** START OF Excerpt **
Nikon for me just bought the d3100 with 18-55 and 70-300 lenses,very impressed with it so far.:thumb:


----------



## wookey (Jul 13, 2007)

Prefer the layout of the Canon, nice to handle imho.

Plus my mate is a professional photographer so get to borrow his lenses


----------



## Buck (Jan 16, 2008)

I bought a bridge camera nearly 9 years ago and back then the Canon G3 was hands down the best available. When I went to a DSLR I tried both Nikon and Canon. IMHO they are near identical in terms of what the cameras can do but the operating menus are quite different. I felt more at home with the Canon set up/menus.


----------



## zsdom (Aug 30, 2011)

I bought a 300d from ebay for dirt cheap, got a few lenses for it then didnt want to swap, I've used Nikons a few times & didnt like the feel of them so now I stick to my 40D.

6.5fps is great for shooting aircraft as I like to do. Badly!!


----------



## OvlovMike (Jul 19, 2011)

Canon because I just feel more comfortable with it. Had a Nikon for 12 months and used it twice, use my Canon a few times a week.


----------



## partrir (Mar 31, 2009)

White lenses.

Seriously, got a cheap secondhand EOS650 when I was at school and doing A Level photography. It was purely the price of this camera that started me on the Canon road. I still have the 50mm f1.8 it cam with some 20 odd years later.

I now have a huge collection of Canon kit, and the backup from Canon Professional Services is second to none.


----------



## 62mph (Jul 28, 2010)

Canon - Nikon lenses work back to front


----------



## robz (Apr 18, 2006)

62mph said:


> Canon - Nikon lenses work back to front


So true

I have a D90 at my disposal as well as a 350D ... the amount of times i've gone to use the nikon and got it back to front :lol:


----------



## ocatoro (Oct 3, 2011)

i bought a nikon when upgrading from a fuji s5600 bridge because the photographer who was teaching me had a nikon and assured me the controls were simpler... i guess thats applicable even if it was just easier for him to explain things because of the similarity to his d2x


----------
** END OF Excerpt **
*Stated task*. In the camera brand thread, substitute "wildlife" for "aircraft" and write out the passage from "I bought a bridge" up to and including "to do. Badly!!". The items have no connection to the camera brand thread.
** START OF Dataset content **
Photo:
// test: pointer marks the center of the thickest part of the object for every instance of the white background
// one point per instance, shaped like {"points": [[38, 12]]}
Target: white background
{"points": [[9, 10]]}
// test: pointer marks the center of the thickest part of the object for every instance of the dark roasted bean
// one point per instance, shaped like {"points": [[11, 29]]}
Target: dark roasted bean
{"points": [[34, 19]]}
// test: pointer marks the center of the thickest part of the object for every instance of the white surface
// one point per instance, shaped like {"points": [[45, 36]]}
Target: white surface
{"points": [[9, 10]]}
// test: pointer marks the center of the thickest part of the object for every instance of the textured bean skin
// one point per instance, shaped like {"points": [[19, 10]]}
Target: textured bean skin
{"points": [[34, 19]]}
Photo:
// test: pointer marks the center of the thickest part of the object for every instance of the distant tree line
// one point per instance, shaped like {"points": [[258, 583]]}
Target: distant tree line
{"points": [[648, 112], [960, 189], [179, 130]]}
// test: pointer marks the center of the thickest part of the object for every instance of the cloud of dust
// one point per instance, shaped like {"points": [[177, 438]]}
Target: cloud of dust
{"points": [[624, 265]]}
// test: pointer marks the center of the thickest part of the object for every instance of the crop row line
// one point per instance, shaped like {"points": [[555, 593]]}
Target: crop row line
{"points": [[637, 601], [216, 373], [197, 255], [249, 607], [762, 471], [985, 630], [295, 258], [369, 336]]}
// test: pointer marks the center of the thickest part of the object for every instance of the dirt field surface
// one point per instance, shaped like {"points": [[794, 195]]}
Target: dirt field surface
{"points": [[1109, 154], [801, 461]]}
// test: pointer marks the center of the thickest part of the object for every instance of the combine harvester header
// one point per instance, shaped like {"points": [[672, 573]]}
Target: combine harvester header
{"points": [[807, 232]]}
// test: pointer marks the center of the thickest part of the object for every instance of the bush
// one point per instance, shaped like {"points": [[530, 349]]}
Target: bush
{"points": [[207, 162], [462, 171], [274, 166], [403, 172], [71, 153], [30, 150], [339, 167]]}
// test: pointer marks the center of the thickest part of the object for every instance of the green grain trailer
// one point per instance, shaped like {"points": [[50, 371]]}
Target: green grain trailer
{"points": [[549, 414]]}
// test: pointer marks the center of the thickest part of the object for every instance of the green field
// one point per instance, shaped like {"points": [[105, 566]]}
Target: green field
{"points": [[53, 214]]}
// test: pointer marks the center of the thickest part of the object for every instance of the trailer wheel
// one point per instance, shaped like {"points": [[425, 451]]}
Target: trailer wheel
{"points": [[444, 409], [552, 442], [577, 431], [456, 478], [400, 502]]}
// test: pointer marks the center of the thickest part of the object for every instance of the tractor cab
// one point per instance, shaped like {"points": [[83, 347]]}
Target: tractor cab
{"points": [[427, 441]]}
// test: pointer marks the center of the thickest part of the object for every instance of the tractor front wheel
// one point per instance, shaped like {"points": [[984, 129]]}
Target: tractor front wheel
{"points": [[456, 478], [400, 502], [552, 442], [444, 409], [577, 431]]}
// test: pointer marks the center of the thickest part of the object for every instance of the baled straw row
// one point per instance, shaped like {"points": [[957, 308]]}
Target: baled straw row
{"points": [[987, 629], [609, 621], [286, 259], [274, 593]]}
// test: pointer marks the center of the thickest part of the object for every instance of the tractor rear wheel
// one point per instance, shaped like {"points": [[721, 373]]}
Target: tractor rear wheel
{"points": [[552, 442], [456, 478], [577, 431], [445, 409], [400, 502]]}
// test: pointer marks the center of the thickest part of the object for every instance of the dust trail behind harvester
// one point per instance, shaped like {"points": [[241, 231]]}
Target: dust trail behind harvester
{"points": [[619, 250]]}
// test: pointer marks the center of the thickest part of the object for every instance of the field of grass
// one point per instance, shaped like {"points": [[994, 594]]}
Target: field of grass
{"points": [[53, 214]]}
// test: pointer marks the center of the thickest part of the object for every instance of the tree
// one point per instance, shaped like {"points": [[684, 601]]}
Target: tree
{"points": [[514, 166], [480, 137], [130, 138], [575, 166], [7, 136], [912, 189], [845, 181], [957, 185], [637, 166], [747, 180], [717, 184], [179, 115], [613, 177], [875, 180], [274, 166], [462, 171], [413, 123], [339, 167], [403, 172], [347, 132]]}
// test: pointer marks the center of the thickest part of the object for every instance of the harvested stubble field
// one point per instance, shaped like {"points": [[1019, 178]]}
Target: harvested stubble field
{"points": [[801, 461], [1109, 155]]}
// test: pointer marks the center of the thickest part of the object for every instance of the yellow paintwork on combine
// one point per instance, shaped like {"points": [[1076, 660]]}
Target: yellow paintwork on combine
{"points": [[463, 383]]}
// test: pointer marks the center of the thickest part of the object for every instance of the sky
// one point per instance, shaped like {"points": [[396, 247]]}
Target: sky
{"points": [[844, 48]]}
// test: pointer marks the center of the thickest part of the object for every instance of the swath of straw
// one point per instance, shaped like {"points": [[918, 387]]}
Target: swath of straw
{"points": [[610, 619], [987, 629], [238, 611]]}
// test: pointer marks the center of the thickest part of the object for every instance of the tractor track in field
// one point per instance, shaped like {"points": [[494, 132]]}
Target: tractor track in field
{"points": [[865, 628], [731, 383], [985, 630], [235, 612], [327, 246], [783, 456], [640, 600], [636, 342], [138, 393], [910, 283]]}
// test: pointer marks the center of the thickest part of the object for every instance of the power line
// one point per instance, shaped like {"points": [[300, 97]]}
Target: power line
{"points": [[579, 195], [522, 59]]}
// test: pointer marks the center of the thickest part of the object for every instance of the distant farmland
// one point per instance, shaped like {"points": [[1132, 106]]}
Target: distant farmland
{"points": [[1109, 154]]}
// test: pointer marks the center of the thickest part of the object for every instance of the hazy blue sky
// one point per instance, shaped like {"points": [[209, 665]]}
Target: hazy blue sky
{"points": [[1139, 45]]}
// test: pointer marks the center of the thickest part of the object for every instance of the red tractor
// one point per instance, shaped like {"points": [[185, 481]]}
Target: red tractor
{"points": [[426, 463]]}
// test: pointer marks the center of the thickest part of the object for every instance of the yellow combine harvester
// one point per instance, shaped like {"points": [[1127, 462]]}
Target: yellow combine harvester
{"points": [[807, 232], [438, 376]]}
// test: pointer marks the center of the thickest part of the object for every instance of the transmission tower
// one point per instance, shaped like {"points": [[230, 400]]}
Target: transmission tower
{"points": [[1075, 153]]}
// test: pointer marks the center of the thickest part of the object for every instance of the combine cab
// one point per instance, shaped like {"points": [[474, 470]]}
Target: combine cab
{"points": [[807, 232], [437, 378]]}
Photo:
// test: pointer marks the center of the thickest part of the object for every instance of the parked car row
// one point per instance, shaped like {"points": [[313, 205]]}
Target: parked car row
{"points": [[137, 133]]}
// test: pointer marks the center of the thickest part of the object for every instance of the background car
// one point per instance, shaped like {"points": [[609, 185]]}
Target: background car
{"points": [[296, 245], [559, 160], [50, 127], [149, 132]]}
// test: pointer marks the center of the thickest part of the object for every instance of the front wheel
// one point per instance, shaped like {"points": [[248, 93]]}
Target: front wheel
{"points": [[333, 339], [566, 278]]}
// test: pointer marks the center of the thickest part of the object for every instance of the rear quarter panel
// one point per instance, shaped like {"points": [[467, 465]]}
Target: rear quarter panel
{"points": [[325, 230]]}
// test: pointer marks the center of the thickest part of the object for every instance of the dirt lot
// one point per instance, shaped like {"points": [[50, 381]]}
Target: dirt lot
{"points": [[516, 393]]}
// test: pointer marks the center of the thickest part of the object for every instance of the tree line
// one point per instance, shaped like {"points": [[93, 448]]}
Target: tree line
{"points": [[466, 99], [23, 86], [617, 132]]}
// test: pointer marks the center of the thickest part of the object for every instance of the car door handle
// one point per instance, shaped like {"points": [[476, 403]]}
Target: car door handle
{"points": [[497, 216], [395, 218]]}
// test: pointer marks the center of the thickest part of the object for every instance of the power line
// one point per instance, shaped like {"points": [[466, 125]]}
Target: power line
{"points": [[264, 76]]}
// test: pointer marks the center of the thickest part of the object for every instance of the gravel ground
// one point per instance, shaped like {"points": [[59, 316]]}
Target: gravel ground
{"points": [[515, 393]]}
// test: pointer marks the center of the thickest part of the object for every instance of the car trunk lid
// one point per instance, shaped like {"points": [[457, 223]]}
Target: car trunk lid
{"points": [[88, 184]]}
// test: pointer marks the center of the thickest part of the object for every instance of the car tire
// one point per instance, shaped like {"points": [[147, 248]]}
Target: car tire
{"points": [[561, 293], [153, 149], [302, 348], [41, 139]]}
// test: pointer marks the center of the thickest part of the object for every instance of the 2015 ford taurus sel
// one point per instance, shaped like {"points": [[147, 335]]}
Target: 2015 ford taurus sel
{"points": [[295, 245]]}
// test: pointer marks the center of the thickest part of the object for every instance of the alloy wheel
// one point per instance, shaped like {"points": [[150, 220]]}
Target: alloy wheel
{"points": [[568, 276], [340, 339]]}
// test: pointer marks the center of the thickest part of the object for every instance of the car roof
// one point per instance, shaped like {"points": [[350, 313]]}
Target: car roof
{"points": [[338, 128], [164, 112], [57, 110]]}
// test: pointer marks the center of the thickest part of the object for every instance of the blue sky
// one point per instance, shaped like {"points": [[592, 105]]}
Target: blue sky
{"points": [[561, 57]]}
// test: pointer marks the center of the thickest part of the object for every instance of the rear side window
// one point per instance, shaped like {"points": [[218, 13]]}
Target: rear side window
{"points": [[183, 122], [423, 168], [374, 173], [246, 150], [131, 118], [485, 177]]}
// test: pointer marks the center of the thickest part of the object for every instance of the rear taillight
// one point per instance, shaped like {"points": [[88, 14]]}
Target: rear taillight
** END OF Dataset content **
*Response to the exercise*.
I bought a bridge camera nearly 9 years ago and back then the Canon G3 was hands down the best available. When I went to a DSLR I tried both Nikon and Canon. IMHO they are near identical in terms of what the cameras can do but the operating menus are quite different. I felt more at home with the Canon set up/menus.


----------



## zsdom (Aug 30, 2011)

I bought a 300d from ebay for dirt cheap, got a few lenses for it then didnt want to swap, I've used Nikons a few times & didnt like the feel of them so now I stick to my 40D.

6.5fps is great for shooting wildlife as I like to do. Badly!!